_Document segment_:

Larson also was able to read the log books from Unterseeboot-20 and documents from and about Kptlt. Walther Schweiger, the captain of the submarine. The history of the U-boats and the mechanics of the subs are part of the story of the Lusitania and its sinking. The reader gets an excellent sense of the living conditions of a crew in a small, enclosed ship during time of war.
As well as the action on the water, Larson focuses on some of the politics of 1915 and World War I. In London, Room 40 was a war room that had broken the German codes so was able to follow much of the secret communications of the German military. Most of what they learned was not released, though, so they could maintain their tactical advantage. Winston Churchill, First Lord of the Admiralty at the time, was in charge of the information that went through Room 40.

_Dataset entries_:
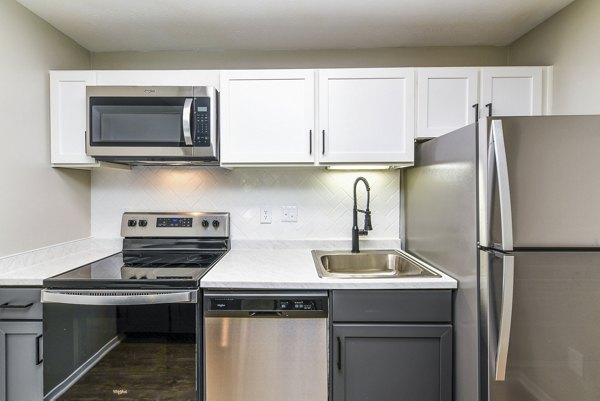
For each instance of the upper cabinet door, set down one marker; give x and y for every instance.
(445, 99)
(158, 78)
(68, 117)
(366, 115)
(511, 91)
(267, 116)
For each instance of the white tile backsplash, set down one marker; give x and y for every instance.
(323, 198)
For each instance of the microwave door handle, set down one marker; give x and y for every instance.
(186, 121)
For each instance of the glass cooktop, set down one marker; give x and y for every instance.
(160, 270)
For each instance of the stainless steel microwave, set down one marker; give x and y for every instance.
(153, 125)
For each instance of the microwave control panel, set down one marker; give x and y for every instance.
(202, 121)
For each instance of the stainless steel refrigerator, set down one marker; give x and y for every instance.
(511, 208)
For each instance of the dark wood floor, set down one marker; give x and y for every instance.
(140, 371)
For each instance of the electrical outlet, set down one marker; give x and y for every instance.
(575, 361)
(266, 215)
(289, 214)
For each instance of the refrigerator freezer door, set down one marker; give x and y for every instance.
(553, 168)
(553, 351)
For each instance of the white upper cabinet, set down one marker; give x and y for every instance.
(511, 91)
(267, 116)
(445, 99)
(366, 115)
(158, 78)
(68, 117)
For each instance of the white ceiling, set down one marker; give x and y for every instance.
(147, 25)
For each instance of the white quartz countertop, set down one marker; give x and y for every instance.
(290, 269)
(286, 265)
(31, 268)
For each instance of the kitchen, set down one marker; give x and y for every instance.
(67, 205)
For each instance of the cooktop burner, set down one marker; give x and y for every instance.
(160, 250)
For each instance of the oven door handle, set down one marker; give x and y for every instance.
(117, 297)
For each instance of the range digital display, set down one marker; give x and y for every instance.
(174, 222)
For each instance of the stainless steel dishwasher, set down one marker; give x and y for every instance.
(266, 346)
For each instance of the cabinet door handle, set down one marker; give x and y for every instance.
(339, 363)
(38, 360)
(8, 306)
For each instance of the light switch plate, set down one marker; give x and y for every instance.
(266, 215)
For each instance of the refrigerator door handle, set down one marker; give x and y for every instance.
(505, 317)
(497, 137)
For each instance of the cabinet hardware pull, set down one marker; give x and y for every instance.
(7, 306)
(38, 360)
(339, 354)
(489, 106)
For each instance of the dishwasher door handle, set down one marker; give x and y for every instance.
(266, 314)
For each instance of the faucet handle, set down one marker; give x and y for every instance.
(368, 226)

--

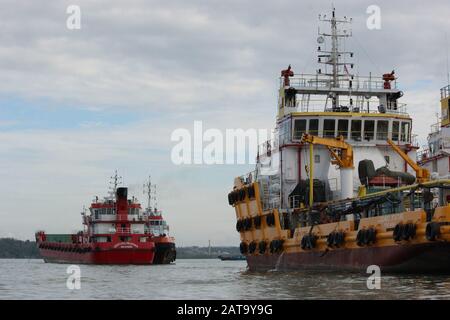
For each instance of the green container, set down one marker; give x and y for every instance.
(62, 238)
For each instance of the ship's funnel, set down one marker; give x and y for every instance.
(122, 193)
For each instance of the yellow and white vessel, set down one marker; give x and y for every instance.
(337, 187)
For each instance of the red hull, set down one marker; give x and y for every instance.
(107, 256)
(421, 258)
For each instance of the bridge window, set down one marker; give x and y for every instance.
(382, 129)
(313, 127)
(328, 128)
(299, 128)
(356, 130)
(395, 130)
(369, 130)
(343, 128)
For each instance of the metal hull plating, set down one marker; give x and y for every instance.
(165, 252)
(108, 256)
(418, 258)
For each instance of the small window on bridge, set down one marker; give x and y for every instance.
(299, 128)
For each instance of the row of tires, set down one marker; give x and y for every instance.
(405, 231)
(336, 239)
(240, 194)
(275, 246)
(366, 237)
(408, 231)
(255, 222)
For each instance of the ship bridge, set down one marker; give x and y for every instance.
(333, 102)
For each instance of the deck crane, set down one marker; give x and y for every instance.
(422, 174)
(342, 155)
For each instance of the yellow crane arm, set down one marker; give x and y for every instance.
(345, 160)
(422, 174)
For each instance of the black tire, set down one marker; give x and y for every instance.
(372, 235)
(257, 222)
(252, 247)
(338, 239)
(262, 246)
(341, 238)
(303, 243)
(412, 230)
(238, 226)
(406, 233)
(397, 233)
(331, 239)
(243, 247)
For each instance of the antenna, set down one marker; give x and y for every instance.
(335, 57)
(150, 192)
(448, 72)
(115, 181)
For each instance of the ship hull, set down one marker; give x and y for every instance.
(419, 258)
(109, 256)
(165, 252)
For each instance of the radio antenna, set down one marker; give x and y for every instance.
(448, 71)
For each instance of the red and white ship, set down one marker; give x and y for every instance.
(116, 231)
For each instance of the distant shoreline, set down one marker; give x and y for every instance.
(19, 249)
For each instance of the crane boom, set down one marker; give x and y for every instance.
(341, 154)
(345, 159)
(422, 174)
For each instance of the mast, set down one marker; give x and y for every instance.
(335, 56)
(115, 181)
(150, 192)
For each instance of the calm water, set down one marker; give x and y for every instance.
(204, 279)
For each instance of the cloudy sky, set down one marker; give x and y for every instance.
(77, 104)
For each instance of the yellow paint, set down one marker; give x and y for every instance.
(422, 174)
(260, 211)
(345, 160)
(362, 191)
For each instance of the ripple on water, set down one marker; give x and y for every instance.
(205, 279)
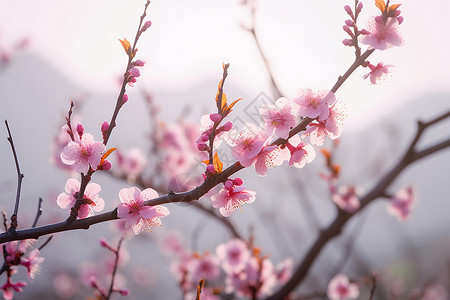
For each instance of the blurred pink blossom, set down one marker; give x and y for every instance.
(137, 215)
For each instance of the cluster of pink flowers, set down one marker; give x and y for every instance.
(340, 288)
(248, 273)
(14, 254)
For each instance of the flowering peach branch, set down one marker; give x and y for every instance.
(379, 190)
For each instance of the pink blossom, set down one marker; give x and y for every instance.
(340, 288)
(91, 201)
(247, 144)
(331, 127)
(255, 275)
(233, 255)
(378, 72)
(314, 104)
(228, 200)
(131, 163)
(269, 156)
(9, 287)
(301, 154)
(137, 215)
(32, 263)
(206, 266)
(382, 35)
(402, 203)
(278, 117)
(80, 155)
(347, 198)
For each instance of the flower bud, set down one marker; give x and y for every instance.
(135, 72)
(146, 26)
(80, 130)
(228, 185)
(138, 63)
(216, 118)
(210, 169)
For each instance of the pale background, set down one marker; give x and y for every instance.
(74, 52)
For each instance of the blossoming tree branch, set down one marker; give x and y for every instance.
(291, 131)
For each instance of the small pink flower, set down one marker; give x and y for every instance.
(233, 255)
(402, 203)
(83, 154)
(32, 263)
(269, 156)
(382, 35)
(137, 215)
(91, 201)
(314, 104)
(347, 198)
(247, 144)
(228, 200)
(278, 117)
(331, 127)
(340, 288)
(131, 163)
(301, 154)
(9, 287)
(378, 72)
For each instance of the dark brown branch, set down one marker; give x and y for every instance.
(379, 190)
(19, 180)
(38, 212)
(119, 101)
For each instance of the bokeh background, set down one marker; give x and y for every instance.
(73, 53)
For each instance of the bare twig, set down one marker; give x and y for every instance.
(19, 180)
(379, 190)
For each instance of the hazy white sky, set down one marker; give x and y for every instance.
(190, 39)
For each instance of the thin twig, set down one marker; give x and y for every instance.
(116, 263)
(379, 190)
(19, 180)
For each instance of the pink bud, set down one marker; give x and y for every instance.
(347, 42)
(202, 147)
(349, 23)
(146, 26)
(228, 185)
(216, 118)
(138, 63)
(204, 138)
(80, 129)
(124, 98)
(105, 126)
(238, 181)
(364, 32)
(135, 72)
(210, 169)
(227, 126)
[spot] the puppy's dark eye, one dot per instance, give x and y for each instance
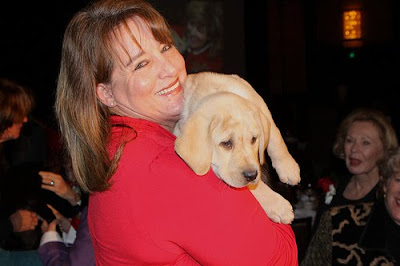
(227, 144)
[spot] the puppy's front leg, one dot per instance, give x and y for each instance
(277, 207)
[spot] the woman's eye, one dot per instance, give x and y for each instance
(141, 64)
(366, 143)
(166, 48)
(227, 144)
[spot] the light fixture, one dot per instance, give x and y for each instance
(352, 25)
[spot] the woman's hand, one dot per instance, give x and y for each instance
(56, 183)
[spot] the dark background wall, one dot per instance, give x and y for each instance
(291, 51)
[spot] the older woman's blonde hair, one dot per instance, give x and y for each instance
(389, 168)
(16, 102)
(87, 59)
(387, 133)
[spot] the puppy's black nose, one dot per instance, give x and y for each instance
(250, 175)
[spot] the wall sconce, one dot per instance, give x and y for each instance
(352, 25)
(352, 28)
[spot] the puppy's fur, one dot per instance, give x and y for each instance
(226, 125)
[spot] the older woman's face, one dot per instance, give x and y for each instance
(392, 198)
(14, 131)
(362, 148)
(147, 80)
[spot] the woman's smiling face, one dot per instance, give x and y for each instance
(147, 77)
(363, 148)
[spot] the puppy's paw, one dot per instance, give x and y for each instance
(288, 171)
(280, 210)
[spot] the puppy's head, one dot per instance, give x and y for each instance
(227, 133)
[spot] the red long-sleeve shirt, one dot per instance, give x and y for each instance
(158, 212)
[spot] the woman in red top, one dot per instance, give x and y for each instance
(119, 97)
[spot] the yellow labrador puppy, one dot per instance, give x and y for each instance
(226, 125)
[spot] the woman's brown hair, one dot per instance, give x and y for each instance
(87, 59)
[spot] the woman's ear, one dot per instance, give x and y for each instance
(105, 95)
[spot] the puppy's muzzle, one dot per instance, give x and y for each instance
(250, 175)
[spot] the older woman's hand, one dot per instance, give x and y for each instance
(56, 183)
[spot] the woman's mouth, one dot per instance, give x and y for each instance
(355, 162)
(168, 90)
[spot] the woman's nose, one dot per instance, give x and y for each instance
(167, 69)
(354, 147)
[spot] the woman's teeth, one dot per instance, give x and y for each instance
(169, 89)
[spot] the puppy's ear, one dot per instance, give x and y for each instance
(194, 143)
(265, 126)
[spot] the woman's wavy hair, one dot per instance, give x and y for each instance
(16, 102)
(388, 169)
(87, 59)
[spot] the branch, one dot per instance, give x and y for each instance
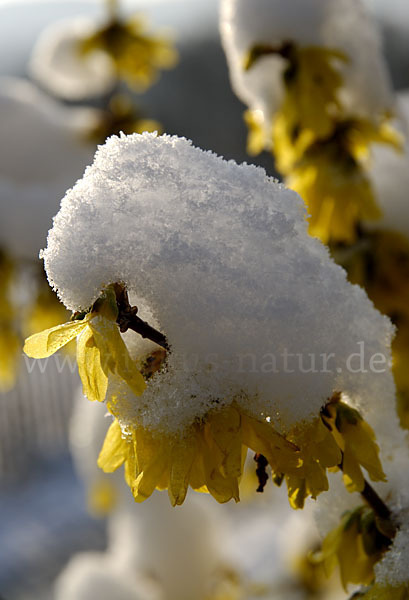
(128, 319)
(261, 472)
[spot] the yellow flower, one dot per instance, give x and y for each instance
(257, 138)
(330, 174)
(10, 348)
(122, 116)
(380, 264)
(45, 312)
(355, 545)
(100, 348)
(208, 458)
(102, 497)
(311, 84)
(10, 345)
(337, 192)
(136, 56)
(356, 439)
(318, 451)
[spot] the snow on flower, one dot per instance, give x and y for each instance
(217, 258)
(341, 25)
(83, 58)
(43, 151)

_Challenges_:
A – Name every person mentioned by name in the passage on the Lusitania.
B – Resume the passage on the Lusitania, picking up right after its final sentence.

_The replies_:
A – Larson, Walther Schweiger, Winston Churchill

B –
The other political and personal story followed in Dead Wake is of President Woodrow Wilson. At that time, the United States was neutral in the war despite the wishes of England. Wilson, a recent widower, was melancholy (depressed?). Even so, he firmly stated that if U.S. citizens were killed by the Germans in acts of war, like the torpedoing of a ship, he would recommend they enter World War I on the side of the Allies. It was during this time he met and started courting Edith Galt. Despite his declaration, it was nearly two years later before the U.S. officially joined in the war.
The reader knows how Dead Wake will end. It’s historical nonfiction. It all happened 100 years ago. the basic facts don’t change. Larson brings the event to life, from the preparation of the cruise, the shipping path of the U-boat, the people on board, and some of the people not on board. The story of the Lusitania is once again brought to life in a readable book that keeps the reader involved in a fascinating recounting.